EXERCISE PROMPT: Return every line of the listing below exactly as it appears, leaving out the pictures.

THE DATA:

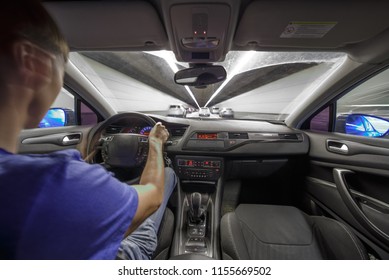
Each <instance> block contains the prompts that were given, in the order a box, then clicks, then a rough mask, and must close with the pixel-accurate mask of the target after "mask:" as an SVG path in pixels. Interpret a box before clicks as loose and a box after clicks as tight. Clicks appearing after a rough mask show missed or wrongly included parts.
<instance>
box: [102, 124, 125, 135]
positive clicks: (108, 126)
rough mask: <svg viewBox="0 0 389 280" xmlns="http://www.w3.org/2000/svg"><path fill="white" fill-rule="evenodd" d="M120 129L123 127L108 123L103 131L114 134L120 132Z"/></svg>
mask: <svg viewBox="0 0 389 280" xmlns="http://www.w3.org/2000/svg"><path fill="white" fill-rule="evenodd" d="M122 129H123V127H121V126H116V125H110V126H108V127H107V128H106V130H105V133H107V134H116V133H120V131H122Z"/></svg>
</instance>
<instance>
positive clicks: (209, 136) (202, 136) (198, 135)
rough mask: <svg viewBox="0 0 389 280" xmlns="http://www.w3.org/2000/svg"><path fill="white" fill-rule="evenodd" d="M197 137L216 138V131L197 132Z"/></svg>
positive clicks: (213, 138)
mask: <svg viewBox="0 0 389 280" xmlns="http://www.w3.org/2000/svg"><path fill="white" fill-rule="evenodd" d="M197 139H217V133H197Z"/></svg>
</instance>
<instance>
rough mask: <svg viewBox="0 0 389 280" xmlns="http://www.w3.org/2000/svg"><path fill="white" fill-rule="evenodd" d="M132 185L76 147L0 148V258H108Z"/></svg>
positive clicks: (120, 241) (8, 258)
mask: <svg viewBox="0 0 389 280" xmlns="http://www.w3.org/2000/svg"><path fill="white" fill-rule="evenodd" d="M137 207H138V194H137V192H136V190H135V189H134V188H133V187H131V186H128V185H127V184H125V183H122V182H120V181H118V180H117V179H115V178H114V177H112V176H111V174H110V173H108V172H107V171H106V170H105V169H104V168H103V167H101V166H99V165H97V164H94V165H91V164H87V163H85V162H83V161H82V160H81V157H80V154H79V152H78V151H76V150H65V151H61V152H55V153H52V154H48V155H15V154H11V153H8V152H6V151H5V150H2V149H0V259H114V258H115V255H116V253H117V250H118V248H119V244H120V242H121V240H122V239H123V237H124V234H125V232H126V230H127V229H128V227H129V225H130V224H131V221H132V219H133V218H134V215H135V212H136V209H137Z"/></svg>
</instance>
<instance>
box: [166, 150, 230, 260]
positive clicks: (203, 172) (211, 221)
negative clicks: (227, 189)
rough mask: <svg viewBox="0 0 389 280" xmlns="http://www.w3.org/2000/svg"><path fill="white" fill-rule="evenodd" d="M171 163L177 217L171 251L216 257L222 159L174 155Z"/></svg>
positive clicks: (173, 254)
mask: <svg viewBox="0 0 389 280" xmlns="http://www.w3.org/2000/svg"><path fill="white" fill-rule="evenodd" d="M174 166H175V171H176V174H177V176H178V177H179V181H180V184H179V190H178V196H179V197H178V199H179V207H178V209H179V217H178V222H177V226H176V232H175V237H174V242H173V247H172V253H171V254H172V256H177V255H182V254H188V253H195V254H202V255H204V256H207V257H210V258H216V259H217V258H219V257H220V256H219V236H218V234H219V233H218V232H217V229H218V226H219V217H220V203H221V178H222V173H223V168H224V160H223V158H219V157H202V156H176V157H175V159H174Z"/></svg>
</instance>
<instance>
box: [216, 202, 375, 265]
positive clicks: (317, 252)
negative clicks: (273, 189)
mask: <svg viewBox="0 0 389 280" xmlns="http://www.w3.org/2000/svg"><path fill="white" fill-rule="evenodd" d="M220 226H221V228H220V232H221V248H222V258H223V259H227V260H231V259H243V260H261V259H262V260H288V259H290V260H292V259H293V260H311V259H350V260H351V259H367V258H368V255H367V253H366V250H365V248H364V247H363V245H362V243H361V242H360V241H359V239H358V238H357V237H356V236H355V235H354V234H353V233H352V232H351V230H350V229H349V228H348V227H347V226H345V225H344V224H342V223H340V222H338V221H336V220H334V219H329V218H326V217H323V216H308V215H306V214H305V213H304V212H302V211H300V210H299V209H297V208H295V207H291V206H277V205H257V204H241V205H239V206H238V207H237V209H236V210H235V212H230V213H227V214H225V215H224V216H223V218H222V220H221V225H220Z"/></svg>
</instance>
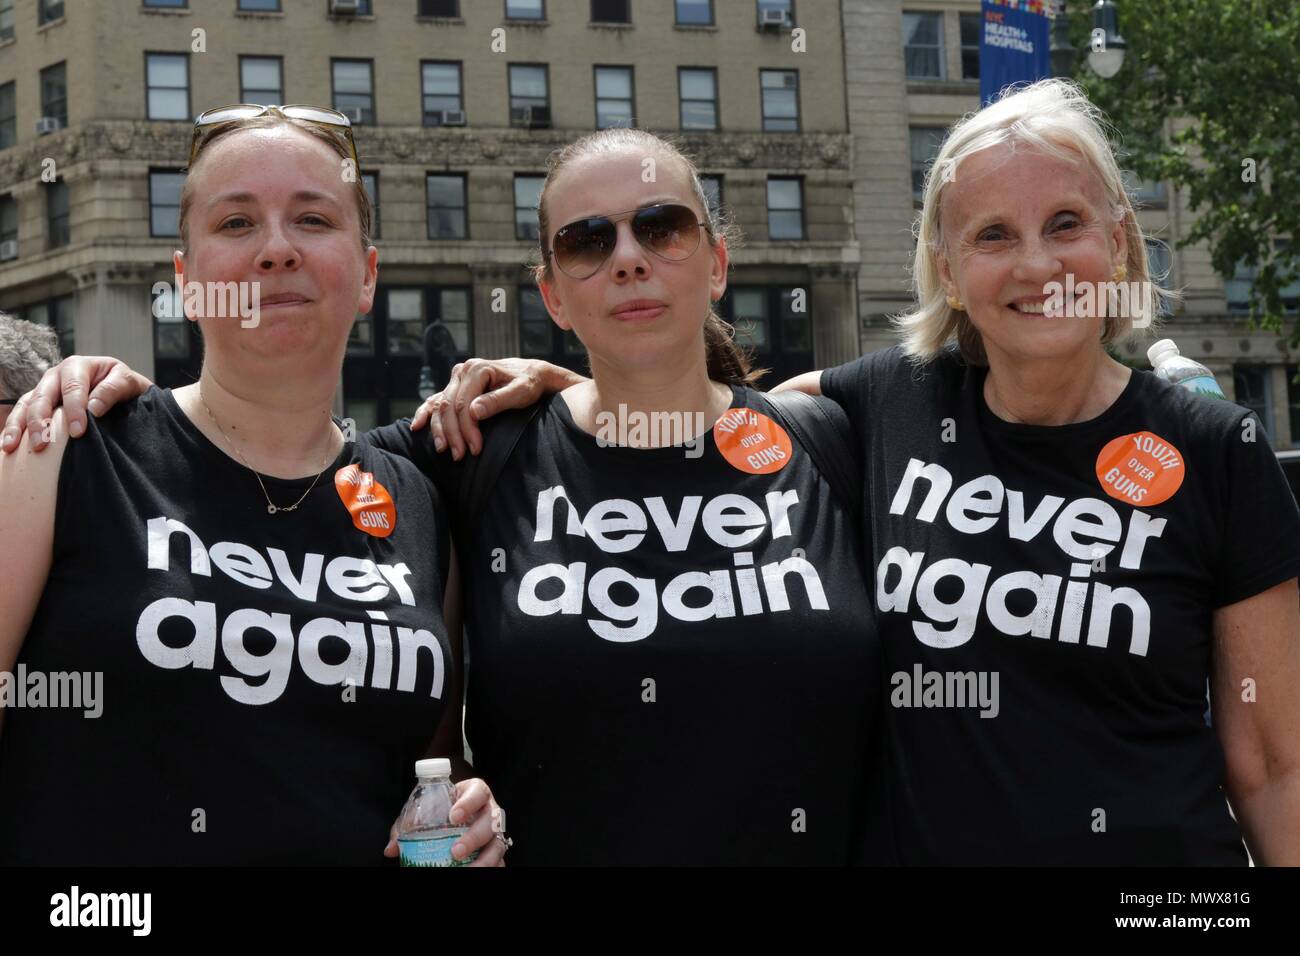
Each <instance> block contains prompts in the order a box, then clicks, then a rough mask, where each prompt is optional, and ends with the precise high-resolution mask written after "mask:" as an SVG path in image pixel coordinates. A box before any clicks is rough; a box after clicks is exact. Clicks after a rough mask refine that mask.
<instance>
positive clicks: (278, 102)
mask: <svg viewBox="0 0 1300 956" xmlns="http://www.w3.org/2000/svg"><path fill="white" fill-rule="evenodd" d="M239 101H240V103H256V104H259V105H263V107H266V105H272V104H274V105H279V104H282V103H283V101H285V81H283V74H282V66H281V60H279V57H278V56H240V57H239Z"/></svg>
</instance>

OUTPUT BELOW:
Each <instance> block contains the prompts that were given, in the order a box, then clicks, then a rough mask, and must close with the pixel-accurate mask of the target after "mask:" as an SVG path in pixels. Interpret a box before clicks as loose and a box after clicks as tight. Clicks appearing after a rough mask show missed or wrongly included parts.
<instance>
box: [102, 124, 125, 135]
positive clicks: (108, 126)
rough mask: <svg viewBox="0 0 389 280" xmlns="http://www.w3.org/2000/svg"><path fill="white" fill-rule="evenodd" d="M120 129L123 127L108 123L103 131L114 134L120 132Z"/></svg>
mask: <svg viewBox="0 0 389 280" xmlns="http://www.w3.org/2000/svg"><path fill="white" fill-rule="evenodd" d="M122 129H123V127H121V126H116V125H110V126H108V127H107V128H106V130H105V133H107V134H116V133H120V131H122Z"/></svg>
</instance>
<instance>
positive clicks: (209, 136) (202, 136) (198, 135)
rough mask: <svg viewBox="0 0 389 280" xmlns="http://www.w3.org/2000/svg"><path fill="white" fill-rule="evenodd" d="M197 137L216 138V131L197 132Z"/></svg>
positive clicks: (213, 138)
mask: <svg viewBox="0 0 389 280" xmlns="http://www.w3.org/2000/svg"><path fill="white" fill-rule="evenodd" d="M197 139H217V133H197Z"/></svg>
</instance>
<instance>
rough mask: <svg viewBox="0 0 389 280" xmlns="http://www.w3.org/2000/svg"><path fill="white" fill-rule="evenodd" d="M132 185L76 147L0 148V258H108Z"/></svg>
positive clicks: (120, 241) (8, 258)
mask: <svg viewBox="0 0 389 280" xmlns="http://www.w3.org/2000/svg"><path fill="white" fill-rule="evenodd" d="M137 207H138V194H137V192H136V190H135V189H134V188H133V187H131V186H128V185H127V184H125V183H122V182H120V181H118V180H117V179H115V178H114V177H112V176H111V174H110V173H108V172H107V171H106V170H105V169H104V168H103V167H101V166H99V165H97V164H94V165H91V164H87V163H85V162H83V161H82V160H81V157H80V154H79V152H78V151H76V150H65V151H61V152H55V153H52V154H48V155H15V154H11V153H8V152H6V151H5V150H2V149H0V259H114V258H115V255H116V253H117V250H118V248H119V244H120V242H121V240H122V239H123V237H124V234H125V232H126V230H127V229H128V227H129V225H130V224H131V221H132V219H133V218H134V215H135V212H136V209H137Z"/></svg>
</instance>
<instance>
box: [166, 150, 230, 260]
positive clicks: (203, 172) (211, 221)
negative clicks: (227, 189)
rough mask: <svg viewBox="0 0 389 280" xmlns="http://www.w3.org/2000/svg"><path fill="white" fill-rule="evenodd" d="M171 163L177 217L171 251L216 257L222 159L174 155Z"/></svg>
positive clicks: (173, 254)
mask: <svg viewBox="0 0 389 280" xmlns="http://www.w3.org/2000/svg"><path fill="white" fill-rule="evenodd" d="M174 166H175V171H176V174H177V176H178V177H179V181H180V184H179V190H178V196H179V197H178V199H179V207H178V209H179V217H178V222H177V226H176V232H175V237H174V242H173V247H172V253H171V254H172V256H177V255H182V254H188V253H195V254H202V255H204V256H207V257H210V258H216V259H217V258H219V257H220V256H219V236H218V234H219V233H218V232H217V229H218V226H219V217H220V203H221V178H222V173H223V168H224V160H223V158H219V157H202V156H176V157H175V159H174Z"/></svg>
</instance>
<instance>
box: [216, 202, 375, 265]
positive clicks: (317, 252)
negative clicks: (273, 189)
mask: <svg viewBox="0 0 389 280" xmlns="http://www.w3.org/2000/svg"><path fill="white" fill-rule="evenodd" d="M220 226H221V228H220V232H221V248H222V258H223V259H227V260H231V259H243V260H261V259H262V260H288V259H290V260H292V259H293V260H311V259H350V260H351V259H367V258H368V255H367V253H366V250H365V248H364V247H363V245H362V243H361V242H360V241H359V239H358V238H357V237H356V236H355V235H354V234H353V233H352V232H351V230H350V229H349V228H348V227H347V226H345V225H344V224H342V223H340V222H338V221H336V220H334V219H329V218H326V217H323V216H308V215H306V214H305V213H304V212H302V211H300V210H299V209H297V208H295V207H291V206H277V205H257V204H241V205H239V206H238V207H237V209H236V210H235V212H230V213H227V214H225V215H224V216H223V218H222V220H221V225H220Z"/></svg>
</instance>
Each <instance> block contains prompts in the order a box, then clicks, then a rough mask, where each prompt is optional, and ends with the precise high-resolution mask written after "mask:" as an SVG path in image pixel coordinates. A box before any clicks is rough; a box after clicks is exact. Clicks after a rough mask refine that mask.
<instance>
positive clicks: (278, 102)
mask: <svg viewBox="0 0 1300 956" xmlns="http://www.w3.org/2000/svg"><path fill="white" fill-rule="evenodd" d="M239 101H240V103H256V104H259V105H263V107H266V105H272V104H274V105H279V104H282V103H283V101H285V81H283V74H282V66H281V60H279V57H278V56H240V57H239Z"/></svg>
</instance>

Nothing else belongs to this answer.